• Exercise material:
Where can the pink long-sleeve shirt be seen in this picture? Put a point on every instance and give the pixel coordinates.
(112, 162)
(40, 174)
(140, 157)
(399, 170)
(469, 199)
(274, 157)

• What is being asked: Copy out the data exactly, keeping each line whole.

• Result:
Where can the pink long-sleeve shirt be seen in this picture? Put a point on every instance and give the pixel coordinates.
(112, 162)
(40, 174)
(140, 157)
(399, 170)
(469, 199)
(274, 157)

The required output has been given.